> Aim of the exercise: Copy out every line of the data below that contains the word "face". Upper and lower case must match.

> Record set:
━━━━━━━━━━━━━━━━━━━━
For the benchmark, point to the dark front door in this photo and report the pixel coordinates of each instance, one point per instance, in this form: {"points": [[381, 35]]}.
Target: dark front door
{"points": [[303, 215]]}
━━━━━━━━━━━━━━━━━━━━
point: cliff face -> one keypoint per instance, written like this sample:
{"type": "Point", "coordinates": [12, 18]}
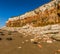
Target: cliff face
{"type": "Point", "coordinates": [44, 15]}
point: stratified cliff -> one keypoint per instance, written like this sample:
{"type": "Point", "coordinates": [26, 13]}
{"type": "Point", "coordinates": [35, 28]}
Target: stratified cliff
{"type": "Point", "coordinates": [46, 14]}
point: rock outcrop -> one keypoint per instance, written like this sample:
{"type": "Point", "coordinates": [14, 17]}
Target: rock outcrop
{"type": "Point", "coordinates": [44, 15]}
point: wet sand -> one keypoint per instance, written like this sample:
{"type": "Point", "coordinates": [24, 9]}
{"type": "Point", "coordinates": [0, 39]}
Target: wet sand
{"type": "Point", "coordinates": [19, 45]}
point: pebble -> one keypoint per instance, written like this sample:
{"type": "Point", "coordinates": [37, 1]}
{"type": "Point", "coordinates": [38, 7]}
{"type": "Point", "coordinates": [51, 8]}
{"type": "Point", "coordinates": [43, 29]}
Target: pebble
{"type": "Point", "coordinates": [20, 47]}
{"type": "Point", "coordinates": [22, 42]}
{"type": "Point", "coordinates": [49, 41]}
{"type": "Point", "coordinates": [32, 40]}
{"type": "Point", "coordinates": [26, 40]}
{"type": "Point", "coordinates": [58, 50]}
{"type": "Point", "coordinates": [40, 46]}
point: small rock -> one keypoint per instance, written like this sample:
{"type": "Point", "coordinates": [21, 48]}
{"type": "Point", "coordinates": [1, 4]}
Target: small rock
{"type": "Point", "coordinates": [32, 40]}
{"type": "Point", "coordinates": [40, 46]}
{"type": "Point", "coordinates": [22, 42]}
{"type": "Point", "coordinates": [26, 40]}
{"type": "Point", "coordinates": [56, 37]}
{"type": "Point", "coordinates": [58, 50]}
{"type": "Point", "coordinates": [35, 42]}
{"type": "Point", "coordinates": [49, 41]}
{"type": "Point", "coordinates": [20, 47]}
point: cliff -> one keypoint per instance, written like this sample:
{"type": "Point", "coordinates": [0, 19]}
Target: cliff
━━━━━━━━━━━━━━━━━━━━
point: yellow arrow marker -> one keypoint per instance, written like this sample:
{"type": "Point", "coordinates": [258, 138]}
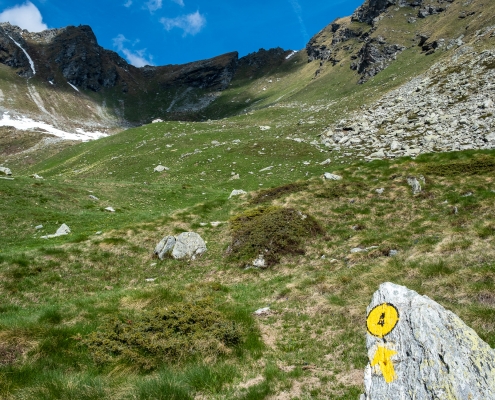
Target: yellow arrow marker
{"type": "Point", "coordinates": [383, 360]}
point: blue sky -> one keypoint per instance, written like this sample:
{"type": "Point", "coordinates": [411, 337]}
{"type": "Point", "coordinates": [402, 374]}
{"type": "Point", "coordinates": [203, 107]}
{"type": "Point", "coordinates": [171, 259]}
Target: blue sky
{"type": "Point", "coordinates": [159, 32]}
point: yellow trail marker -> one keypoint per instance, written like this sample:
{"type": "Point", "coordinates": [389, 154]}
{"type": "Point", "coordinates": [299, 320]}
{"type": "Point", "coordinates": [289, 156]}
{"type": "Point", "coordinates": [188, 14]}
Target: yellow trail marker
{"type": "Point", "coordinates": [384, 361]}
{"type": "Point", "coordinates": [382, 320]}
━━━━━━━━━━━━━━━━━━━━
> Reply to the exercise:
point: cliff face -> one keypoint per instance, written like this sample:
Target: cliff face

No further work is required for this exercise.